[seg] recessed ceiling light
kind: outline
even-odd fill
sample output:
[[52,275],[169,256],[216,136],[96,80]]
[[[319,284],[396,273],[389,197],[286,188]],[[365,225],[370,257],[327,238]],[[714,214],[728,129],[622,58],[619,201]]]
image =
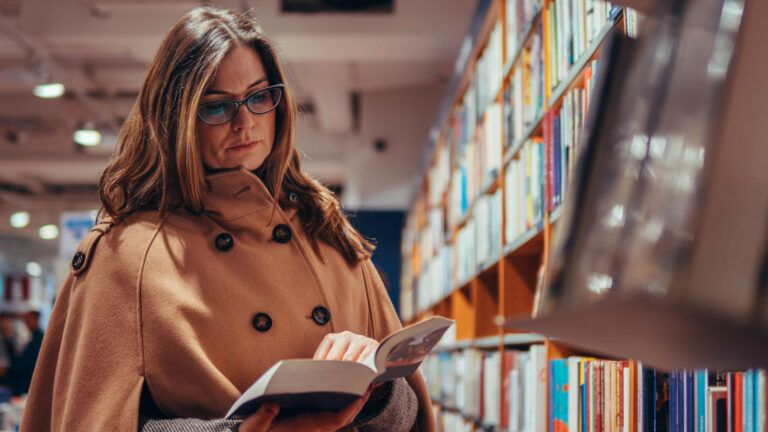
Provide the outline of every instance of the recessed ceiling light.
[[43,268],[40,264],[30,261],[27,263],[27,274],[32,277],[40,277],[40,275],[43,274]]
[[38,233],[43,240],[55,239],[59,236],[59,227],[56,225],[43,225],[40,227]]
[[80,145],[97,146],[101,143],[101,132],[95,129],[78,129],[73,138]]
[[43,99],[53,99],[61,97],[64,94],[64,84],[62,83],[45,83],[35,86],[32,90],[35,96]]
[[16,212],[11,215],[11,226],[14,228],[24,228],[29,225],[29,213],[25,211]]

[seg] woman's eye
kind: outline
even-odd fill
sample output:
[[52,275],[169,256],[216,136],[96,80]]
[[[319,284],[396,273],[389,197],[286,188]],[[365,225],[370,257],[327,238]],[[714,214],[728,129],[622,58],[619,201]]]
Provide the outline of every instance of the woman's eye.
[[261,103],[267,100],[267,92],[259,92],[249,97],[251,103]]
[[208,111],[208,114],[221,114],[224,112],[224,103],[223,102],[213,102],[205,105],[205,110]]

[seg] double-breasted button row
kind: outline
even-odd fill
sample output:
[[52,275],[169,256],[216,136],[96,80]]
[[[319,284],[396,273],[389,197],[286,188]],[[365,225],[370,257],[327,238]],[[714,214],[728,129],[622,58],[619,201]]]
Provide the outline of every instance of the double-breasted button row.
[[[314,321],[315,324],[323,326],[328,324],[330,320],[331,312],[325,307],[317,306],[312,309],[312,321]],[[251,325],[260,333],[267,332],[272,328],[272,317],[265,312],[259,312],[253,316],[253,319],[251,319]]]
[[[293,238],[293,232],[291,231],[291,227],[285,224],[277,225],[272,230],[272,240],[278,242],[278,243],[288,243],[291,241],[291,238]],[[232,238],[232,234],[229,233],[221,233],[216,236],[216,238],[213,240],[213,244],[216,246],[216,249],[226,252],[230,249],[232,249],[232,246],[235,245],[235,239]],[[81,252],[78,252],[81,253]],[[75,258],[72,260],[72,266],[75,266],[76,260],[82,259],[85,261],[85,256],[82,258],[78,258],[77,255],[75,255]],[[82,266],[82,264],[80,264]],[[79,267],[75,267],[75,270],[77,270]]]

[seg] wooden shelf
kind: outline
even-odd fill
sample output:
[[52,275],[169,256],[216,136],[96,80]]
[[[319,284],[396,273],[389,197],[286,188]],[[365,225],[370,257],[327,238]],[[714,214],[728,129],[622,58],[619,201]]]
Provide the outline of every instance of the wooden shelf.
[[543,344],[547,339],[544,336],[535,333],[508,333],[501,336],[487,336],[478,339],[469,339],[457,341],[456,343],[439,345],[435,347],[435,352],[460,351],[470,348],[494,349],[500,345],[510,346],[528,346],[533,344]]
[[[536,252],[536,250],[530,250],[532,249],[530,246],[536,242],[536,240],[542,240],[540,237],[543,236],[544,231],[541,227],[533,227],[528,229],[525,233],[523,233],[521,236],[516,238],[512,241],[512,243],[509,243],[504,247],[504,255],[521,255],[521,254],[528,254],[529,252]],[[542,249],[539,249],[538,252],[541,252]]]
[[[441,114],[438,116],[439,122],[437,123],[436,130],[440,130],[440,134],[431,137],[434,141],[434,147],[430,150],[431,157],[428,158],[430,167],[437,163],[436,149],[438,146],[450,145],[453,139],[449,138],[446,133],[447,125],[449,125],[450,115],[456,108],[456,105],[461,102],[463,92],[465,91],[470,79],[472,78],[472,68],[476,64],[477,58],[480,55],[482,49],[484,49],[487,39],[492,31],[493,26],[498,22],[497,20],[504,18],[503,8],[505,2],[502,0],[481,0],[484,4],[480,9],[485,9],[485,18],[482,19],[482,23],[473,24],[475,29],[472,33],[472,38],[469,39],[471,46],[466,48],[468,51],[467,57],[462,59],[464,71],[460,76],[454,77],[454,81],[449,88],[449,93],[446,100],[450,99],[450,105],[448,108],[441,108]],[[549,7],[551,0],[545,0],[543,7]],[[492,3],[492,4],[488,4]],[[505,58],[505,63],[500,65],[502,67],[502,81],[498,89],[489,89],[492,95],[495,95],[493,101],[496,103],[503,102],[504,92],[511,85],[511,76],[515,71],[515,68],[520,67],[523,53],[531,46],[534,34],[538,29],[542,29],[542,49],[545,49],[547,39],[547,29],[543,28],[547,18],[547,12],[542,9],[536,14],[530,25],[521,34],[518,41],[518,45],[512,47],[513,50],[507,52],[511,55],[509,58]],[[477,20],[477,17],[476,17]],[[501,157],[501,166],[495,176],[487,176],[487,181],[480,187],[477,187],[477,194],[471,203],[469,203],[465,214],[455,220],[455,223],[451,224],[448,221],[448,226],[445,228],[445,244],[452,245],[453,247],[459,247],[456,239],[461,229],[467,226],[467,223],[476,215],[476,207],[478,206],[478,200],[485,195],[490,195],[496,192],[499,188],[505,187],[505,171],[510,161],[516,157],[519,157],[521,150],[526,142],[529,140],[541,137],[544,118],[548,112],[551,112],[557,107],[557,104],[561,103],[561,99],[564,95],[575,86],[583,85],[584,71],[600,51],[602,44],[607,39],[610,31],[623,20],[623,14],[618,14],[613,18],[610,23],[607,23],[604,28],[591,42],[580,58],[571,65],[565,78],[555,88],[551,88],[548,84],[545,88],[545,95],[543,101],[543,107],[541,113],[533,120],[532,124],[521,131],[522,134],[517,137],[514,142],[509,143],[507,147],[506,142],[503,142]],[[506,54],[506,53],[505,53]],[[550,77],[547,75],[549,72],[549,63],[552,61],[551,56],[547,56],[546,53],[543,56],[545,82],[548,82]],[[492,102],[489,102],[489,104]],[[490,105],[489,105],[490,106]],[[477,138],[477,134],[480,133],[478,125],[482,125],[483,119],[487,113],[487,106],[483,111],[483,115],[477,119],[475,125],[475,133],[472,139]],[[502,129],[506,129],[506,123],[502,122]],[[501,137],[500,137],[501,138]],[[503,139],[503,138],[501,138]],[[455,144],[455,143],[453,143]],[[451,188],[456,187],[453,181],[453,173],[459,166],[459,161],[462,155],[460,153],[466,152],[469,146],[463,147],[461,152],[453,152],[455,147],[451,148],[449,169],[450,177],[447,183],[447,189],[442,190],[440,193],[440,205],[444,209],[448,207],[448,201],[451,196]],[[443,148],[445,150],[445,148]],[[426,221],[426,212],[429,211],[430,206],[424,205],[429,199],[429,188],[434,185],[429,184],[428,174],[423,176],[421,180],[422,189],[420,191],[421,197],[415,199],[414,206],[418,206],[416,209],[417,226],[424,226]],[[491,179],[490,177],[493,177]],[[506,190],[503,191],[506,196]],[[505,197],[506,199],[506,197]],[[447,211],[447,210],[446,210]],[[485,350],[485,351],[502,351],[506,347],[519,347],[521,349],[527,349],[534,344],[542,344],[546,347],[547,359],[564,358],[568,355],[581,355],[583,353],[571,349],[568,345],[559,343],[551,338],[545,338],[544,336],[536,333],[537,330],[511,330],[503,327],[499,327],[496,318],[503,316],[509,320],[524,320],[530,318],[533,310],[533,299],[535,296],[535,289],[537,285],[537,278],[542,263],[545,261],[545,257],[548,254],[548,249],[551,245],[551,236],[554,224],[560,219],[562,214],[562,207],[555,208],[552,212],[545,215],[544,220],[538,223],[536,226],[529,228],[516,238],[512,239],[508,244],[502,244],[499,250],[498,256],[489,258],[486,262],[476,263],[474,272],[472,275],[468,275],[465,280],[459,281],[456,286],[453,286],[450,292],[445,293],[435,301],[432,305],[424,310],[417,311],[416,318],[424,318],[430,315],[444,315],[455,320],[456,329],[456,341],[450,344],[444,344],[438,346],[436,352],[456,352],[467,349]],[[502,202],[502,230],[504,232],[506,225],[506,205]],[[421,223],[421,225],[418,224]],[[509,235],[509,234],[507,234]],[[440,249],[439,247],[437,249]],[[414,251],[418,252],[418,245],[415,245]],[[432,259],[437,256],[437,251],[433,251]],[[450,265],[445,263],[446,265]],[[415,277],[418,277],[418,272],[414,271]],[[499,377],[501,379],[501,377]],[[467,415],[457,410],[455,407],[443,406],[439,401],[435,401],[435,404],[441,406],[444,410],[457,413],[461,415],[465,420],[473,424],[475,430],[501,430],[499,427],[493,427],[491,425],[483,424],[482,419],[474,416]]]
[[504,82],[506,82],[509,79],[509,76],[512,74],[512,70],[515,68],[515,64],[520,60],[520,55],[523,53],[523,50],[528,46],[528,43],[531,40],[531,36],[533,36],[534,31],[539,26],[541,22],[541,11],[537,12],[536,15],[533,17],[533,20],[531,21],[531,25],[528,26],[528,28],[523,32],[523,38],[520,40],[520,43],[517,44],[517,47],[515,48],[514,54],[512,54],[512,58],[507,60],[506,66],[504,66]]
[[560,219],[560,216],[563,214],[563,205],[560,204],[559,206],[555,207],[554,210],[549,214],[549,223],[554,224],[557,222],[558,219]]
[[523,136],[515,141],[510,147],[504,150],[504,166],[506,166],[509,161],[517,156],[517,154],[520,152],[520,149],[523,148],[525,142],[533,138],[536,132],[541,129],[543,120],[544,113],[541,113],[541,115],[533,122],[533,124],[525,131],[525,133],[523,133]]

.....

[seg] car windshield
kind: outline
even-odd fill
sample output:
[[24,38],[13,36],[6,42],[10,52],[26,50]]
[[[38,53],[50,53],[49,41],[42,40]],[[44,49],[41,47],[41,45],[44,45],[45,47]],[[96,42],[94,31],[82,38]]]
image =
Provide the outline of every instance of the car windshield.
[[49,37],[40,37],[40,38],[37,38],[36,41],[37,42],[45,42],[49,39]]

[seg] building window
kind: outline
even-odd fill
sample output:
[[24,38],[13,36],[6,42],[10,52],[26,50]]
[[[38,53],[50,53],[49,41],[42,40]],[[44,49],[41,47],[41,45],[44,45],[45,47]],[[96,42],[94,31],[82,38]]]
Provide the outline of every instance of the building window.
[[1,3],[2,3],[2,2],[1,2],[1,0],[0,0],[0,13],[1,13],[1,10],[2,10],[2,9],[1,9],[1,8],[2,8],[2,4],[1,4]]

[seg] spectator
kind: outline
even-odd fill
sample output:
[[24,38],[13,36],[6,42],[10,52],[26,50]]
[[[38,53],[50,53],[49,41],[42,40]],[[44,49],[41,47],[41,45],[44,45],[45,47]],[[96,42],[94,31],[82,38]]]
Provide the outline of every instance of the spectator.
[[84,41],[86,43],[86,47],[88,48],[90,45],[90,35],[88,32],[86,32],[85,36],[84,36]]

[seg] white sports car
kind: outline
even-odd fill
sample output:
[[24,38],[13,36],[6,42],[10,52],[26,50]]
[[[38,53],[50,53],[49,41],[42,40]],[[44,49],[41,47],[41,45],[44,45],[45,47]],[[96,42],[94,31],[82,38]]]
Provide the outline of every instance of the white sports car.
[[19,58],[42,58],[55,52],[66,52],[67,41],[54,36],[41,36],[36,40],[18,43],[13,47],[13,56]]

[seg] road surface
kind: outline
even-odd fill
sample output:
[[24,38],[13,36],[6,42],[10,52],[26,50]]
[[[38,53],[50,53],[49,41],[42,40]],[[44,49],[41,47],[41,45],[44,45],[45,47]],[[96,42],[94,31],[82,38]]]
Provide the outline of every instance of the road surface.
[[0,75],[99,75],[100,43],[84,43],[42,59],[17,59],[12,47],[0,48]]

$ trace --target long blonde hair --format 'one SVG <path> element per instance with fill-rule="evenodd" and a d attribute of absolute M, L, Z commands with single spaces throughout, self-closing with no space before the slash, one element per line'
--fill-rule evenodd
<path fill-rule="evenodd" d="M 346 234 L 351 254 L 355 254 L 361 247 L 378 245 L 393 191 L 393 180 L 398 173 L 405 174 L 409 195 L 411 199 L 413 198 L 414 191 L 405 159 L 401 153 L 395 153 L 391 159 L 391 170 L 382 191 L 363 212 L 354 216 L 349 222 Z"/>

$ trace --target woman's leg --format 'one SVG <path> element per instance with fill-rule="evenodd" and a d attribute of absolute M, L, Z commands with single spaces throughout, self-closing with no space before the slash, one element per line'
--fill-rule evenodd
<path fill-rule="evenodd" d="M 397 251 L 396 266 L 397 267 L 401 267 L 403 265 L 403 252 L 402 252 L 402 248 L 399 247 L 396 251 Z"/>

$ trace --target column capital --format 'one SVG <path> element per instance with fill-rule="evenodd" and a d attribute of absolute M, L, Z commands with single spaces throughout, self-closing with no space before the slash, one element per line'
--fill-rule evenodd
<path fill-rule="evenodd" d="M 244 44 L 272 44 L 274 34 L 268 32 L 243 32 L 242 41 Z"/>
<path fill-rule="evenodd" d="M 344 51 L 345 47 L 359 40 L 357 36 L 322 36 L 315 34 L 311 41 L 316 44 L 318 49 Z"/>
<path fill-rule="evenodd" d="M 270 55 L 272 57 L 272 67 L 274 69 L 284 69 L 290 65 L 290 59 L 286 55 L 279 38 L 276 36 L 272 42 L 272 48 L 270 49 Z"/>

.....

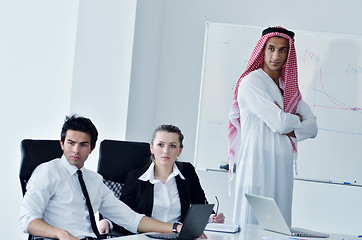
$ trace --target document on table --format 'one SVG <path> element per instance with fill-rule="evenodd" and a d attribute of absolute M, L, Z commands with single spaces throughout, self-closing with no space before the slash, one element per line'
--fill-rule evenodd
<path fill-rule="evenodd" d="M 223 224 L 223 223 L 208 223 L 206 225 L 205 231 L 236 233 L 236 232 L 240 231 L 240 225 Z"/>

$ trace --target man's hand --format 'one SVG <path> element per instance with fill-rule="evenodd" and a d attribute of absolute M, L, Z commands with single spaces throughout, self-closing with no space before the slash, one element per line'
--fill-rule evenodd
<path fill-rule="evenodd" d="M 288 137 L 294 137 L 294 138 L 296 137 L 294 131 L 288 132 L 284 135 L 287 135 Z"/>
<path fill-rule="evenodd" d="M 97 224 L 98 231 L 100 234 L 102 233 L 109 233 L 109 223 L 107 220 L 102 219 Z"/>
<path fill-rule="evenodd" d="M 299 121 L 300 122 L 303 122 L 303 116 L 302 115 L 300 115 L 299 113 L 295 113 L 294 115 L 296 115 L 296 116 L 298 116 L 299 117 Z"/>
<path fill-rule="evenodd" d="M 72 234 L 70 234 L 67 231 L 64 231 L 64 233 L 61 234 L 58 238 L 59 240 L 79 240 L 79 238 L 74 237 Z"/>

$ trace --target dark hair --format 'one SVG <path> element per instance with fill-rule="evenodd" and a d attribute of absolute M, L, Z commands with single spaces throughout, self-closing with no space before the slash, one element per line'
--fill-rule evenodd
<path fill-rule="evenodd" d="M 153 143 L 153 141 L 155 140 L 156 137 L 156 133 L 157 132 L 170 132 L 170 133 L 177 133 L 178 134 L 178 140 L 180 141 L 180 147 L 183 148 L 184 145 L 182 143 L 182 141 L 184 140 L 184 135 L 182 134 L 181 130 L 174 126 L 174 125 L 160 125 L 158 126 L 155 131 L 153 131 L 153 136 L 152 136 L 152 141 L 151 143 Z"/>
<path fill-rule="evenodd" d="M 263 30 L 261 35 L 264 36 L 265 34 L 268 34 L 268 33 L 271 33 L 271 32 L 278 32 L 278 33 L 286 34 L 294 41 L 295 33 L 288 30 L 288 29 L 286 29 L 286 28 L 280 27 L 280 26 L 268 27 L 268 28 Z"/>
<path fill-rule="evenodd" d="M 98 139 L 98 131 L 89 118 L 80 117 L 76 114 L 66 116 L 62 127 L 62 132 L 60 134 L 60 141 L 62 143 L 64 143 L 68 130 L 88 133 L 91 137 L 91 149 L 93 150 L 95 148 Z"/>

.....

Exercise aim
Which lines of the material contain "hair"? List them.

Expected output
$ trace --target long blonde hair --format 'one SVG <path> element per instance with fill-rule="evenodd" and a d attribute of absolute M, L, Z commands with single spaces throughout, self-closing with no space before the slash, one element per line'
$ trace --target dark hair --format 'one SVG <path> element per instance with fill-rule="evenodd" and a d attribute of absolute M, L, Z commands with single spaces throughout, self-closing with no space before the slash, one element per line'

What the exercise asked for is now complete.